● **AIM OF THE EXERCISE**
Copy the lines below word for word, omitting the pictures.
--- Start THE RECORDS ---
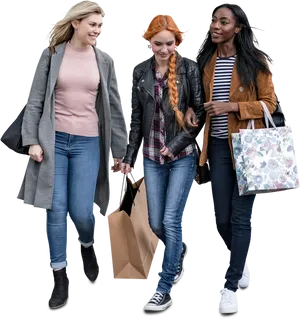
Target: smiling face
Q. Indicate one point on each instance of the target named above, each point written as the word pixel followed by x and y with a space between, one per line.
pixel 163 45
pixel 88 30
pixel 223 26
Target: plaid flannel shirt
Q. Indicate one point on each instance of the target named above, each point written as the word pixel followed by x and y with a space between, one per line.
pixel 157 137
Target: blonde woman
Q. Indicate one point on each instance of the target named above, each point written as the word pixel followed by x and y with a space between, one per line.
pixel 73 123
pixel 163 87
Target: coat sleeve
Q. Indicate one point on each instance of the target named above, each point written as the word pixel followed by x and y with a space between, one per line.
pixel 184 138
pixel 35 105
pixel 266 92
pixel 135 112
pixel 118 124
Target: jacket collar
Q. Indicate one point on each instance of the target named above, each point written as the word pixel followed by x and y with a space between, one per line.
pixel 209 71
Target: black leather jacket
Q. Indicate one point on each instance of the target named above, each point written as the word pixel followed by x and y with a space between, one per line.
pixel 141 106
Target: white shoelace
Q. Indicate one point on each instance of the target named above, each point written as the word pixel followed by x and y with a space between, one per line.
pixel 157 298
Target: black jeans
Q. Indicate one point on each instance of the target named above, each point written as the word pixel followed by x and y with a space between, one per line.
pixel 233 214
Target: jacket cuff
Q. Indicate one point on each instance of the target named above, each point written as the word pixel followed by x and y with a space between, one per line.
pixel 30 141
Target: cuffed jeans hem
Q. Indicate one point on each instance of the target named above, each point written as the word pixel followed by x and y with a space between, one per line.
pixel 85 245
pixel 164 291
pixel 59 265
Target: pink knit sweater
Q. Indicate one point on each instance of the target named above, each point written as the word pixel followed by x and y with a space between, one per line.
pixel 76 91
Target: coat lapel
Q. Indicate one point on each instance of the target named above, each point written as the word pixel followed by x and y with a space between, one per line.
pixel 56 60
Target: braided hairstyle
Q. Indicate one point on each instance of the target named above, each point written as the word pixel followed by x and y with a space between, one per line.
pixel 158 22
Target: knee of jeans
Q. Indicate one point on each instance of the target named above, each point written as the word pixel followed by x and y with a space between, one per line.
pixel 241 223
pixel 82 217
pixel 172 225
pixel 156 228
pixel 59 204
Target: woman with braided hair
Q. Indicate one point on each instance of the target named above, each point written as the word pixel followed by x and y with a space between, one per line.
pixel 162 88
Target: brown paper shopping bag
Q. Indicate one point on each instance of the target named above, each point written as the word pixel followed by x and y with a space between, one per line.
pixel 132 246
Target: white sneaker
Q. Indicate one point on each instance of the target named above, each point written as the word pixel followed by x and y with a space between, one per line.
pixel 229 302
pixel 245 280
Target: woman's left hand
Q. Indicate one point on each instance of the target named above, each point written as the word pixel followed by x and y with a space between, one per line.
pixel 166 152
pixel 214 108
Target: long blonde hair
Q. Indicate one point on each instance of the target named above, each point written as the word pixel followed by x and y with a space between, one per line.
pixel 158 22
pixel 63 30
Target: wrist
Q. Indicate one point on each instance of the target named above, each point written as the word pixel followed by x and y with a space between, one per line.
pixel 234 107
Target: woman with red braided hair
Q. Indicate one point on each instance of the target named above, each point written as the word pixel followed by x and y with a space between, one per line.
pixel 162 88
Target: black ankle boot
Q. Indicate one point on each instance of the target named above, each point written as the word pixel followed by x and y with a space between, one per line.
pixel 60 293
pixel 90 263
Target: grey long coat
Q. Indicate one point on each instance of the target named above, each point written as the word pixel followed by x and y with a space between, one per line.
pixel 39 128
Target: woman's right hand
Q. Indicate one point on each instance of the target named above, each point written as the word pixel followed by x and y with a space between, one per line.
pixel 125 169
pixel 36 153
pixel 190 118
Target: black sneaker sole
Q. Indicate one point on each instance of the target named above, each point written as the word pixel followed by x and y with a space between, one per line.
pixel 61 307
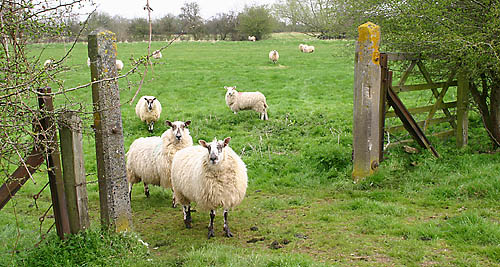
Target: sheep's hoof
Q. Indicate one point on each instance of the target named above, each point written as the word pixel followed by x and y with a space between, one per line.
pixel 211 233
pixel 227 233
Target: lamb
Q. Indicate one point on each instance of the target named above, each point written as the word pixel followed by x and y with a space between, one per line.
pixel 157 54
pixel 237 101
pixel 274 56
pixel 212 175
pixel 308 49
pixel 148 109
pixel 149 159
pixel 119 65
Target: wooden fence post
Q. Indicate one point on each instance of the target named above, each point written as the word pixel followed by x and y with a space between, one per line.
--- End THE RECORDS ---
● **RESPONSE TO THIS TASK**
Target: smiling face
Q. Indicate one point on each instance of the target named above, each point written as the word pixel followed by x and y with a space between, one per line.
pixel 163 45
pixel 88 30
pixel 223 26
Target: plaid flannel shirt
Q. Indicate one point on each instance of the target named above, each point written as the word pixel followed by x and y with a space between, one per line.
pixel 157 137
Target: blonde woman
Q. Indicate one point on each instance of the target named above, each point written as the word pixel followed by x and y with a space between, one per line.
pixel 73 123
pixel 163 87
Target: coat sleeve
Q. Indicate one point on each instance of the target named above, each point written as the word pixel followed by x and y with a space between, one per line.
pixel 184 138
pixel 35 105
pixel 266 92
pixel 135 112
pixel 118 124
Target: jacket collar
Q. Indicate one point on each instance of the target named above, each point written as the word pixel followed by x and y with a space between, one per line.
pixel 209 71
Target: black leather jacket
Q. Indicate one point on each instance of the target named above, each point written as the word pixel followed by x and y with a space between, one per line.
pixel 141 106
Target: white shoelace
Q. Indicate one point on each instance of the target named above, each point written as the word pixel followed by x and y with a space between, one per line.
pixel 157 298
Target: black jeans
Q. Indicate one point on each instance of the target named above, each point written as the word pixel followed by x and y with a space between, one per line.
pixel 233 214
Target: jacket cuff
Q. Indicate one point on each instance of the target named above, each point written as the word pixel followed by x and y with a space between, one per line.
pixel 30 141
Target: cuffed jeans hem
Q. Indicate one point on each instance of the target named above, each point written as the word pixel followed by x and y with a space between, one per line.
pixel 85 245
pixel 164 291
pixel 59 265
Target: pink knit sweater
Q. Indicate one point on each instance of the target named above, each point written as the word pixel followed by x and y with a space between, one per line.
pixel 76 91
Target: coat lapel
Q. Indicate one point on each instance of the target named above, each point written as the word pixel followed by x and y with a space between, one per line.
pixel 56 60
Target: braided hairstyle
Q. Indicate one point on each instance of the target named above, each point written as the word pixel followed by x and y with a space between, one per line.
pixel 158 22
Target: knee of jeans
Q. Indicate one point on each instance of the target named above, each point written as the word pixel followed by x and y with a space between, one per line.
pixel 241 223
pixel 82 217
pixel 172 225
pixel 156 228
pixel 59 204
Target: woman with braided hair
Q. Indicate one point on each instance of the target named above, each point written as the word pixel followed by x and y with a space between, one per line.
pixel 162 88
Target: brown paper shopping bag
Q. Indicate one point on each instance of the target named above, each point written as the word pixel followed by x and y with a space between, one per line.
pixel 132 246
Target: white sneaker
Q. Indicate one point on each instance of the target named above, each point written as the word pixel followed by x and y with a space between, one per line.
pixel 229 302
pixel 245 280
Target: woman's left hand
Q. Indicate one point on each instance of the target named above, each point written as the word pixel followed by x and y with a space between, one per line.
pixel 166 152
pixel 214 108
Target: long blonde hair
Q. Indicate one point on each instance of the target named above, each point written as the word pixel followed by x and y with a space between, one per line.
pixel 158 22
pixel 63 30
Target: wrist
Q. Indicate one point on each instance of the target named above, each point written as the word pixel followed by x and y with a space between, one per line.
pixel 234 107
Target: woman with red braided hair
Q. Indicate one point on each instance of the target named above, each point written as the word pixel followed by x and y with a space between, one per line.
pixel 162 88
Target: black ankle boot
Q. Indicate one point on each instance of the target named above, each point written as the word pixel followed by x and y with a space between, one per line.
pixel 60 293
pixel 90 263
Target: grey long coat
Q. Indicate one point on each instance of the target named above, each point written as the word pixel followed by x and y with a space between, one per line.
pixel 39 128
Target: woman's right hand
Q. Indicate one point on each instance of the target named above, each point written as the word pixel followed by x and y with a space between, one per line.
pixel 125 169
pixel 36 153
pixel 190 118
Target: black sneaker sole
Q. Indicate one point on each instance of the target named above, each point written as the word pixel followed by x and y with a space between, one per line.
pixel 61 307
Target: sheep's hoof
Q. Indicate one point on each instance of the target named above, each point written as the word pixel followed by x and y with a space between, one per line.
pixel 211 233
pixel 227 233
Target: lamb
Q. Indicate one point on each instance of the target named above, each point written as the word pixel followed by x and y with a space between, one per line.
pixel 157 54
pixel 237 101
pixel 274 56
pixel 212 175
pixel 308 49
pixel 148 109
pixel 149 159
pixel 119 65
Target: wooden fence post
Q. Indicate one point on each instance of the target named above, each point written as the word pixel followed by x and y with a space between, one per line.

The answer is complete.